───── RECORDED INFORMATION

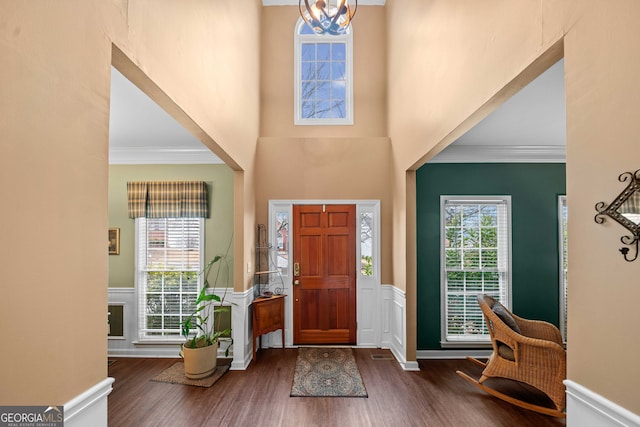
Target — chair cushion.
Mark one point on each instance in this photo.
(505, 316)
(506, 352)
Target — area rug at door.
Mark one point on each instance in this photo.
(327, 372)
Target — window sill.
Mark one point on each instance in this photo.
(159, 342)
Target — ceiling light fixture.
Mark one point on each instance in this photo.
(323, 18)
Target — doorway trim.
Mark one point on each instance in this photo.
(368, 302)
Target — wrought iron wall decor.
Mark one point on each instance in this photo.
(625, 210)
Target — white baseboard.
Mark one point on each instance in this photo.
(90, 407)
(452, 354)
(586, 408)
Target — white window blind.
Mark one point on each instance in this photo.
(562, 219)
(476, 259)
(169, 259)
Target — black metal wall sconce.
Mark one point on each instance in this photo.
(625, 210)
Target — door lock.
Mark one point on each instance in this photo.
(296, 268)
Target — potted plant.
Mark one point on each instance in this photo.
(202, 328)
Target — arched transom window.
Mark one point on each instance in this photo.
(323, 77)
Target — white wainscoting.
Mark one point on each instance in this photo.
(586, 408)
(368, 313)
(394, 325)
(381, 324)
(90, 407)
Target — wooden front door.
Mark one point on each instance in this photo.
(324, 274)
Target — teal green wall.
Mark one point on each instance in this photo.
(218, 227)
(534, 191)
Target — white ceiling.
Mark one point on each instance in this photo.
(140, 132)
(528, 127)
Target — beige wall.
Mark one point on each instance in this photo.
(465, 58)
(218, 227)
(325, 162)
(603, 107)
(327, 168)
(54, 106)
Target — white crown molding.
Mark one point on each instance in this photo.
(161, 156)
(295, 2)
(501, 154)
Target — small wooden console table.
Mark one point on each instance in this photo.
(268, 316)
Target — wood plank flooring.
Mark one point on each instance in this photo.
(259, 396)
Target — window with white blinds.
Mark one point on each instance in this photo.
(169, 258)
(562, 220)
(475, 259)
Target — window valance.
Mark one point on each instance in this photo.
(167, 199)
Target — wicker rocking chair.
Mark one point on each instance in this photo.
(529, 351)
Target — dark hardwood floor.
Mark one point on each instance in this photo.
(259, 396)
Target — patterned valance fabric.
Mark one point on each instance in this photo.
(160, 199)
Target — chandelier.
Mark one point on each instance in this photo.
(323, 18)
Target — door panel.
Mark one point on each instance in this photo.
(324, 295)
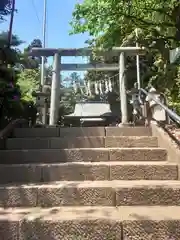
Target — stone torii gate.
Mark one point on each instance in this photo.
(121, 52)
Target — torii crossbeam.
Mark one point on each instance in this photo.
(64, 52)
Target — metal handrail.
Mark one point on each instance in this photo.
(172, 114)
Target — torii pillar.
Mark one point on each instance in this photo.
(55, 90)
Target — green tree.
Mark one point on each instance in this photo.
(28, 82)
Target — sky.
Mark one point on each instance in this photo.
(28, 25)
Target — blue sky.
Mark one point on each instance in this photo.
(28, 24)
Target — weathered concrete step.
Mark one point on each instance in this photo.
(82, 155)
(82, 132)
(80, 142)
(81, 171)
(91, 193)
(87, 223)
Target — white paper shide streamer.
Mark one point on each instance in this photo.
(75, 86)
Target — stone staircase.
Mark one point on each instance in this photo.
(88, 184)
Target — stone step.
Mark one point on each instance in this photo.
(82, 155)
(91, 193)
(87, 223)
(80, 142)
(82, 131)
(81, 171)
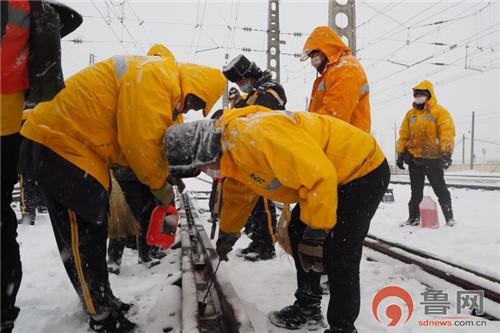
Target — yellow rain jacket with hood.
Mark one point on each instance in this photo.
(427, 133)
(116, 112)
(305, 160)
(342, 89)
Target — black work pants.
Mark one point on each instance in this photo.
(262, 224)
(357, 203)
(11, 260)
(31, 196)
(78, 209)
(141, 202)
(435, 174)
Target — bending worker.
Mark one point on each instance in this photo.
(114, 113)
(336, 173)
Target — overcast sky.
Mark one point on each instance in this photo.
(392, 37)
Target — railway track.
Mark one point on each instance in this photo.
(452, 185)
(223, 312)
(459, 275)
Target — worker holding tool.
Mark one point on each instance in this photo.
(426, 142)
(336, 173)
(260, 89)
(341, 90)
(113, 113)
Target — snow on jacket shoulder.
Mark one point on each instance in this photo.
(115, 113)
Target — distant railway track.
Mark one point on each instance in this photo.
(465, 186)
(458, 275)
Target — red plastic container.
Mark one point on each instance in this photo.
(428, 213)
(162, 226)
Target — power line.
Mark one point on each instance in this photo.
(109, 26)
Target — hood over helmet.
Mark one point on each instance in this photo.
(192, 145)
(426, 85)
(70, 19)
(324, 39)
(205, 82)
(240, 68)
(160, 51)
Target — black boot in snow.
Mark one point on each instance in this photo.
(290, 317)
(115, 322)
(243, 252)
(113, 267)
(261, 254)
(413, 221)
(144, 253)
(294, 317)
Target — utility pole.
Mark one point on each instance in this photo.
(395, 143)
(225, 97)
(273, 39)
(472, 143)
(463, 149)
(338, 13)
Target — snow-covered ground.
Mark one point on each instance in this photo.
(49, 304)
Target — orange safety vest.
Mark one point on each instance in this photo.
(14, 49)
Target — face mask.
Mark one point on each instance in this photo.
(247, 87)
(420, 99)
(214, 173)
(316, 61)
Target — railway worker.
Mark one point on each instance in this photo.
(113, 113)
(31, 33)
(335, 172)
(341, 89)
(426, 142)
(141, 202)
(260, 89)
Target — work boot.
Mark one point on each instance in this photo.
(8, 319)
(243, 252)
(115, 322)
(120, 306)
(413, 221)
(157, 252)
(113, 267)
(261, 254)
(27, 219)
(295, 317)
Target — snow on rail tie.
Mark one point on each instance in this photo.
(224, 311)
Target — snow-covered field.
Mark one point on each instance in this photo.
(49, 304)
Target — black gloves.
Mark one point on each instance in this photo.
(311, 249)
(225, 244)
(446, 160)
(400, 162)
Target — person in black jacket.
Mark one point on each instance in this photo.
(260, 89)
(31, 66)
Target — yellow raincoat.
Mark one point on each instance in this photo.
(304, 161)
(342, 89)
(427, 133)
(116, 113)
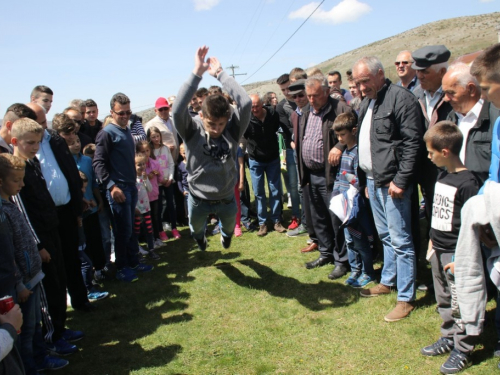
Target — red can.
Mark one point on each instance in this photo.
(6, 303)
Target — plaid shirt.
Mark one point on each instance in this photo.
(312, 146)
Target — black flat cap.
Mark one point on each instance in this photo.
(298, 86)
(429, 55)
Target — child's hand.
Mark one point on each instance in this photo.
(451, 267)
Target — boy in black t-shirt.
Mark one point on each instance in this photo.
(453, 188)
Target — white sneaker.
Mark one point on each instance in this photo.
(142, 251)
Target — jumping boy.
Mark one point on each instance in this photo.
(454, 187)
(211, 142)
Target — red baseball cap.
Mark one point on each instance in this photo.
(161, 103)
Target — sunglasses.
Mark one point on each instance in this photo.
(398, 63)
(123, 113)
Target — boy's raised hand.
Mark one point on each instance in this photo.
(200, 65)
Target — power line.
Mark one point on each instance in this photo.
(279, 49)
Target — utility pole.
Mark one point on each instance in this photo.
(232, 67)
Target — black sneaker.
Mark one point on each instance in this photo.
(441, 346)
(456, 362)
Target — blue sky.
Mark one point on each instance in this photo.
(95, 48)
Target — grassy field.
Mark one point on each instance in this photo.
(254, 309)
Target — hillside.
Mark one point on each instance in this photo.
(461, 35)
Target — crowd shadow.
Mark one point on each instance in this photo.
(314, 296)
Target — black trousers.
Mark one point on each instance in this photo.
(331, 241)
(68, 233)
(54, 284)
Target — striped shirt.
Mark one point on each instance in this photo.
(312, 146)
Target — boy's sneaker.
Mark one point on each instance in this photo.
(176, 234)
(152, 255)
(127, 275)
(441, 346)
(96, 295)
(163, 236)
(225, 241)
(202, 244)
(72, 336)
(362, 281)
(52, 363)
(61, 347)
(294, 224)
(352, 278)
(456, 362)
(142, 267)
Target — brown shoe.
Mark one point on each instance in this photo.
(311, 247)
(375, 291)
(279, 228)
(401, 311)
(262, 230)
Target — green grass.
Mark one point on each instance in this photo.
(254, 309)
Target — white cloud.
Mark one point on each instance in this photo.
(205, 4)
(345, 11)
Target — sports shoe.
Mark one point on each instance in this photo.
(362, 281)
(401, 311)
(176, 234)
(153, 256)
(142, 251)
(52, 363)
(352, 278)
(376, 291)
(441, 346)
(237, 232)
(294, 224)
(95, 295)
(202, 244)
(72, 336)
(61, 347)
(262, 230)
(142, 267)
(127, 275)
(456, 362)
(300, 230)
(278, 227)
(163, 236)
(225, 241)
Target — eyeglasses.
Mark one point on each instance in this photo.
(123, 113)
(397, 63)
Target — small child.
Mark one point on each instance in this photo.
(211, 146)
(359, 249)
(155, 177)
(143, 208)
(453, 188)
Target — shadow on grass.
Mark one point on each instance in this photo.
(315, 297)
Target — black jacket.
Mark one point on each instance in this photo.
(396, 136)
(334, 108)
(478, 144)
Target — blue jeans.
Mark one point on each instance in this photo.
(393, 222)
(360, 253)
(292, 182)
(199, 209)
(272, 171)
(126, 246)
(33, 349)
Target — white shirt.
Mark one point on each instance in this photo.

──────────

### GIVEN PROBLEM
Take the line holding "Target — eyeglasses." and all lines after it through the end of the data, and set them down exactly.

### EXPECTED OUTPUT
Target — eyeglasses.
Mark one point on each instance in this photo.
(123, 113)
(397, 63)
Target — small child.
Mark one point on each instance in this photo.
(211, 146)
(359, 249)
(155, 177)
(143, 208)
(453, 188)
Target — shadow on grass.
Mark one point on each instance in this photo.
(315, 297)
Target — black jacket.
Mark one point on each instance in this photo.
(396, 136)
(334, 108)
(478, 144)
Target — blue jeans.
Mark one point on each instance in this photo.
(393, 222)
(360, 253)
(292, 182)
(199, 209)
(272, 171)
(126, 246)
(33, 349)
Target — white shirt.
Mark one point on each instance in this photo.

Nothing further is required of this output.